### [SET PROBLEM]
In the lines below, how would they read if you substituted "hallway carpet" for "runner rug" and left everything else unchanged?

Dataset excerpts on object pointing
++++
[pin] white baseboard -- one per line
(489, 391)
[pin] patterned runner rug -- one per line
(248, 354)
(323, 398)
++++
### [ANSWER TO THIS TASK]
[pin] white baseboard -- one per line
(489, 391)
[pin] patterned hallway carpet -- one per line
(248, 354)
(323, 398)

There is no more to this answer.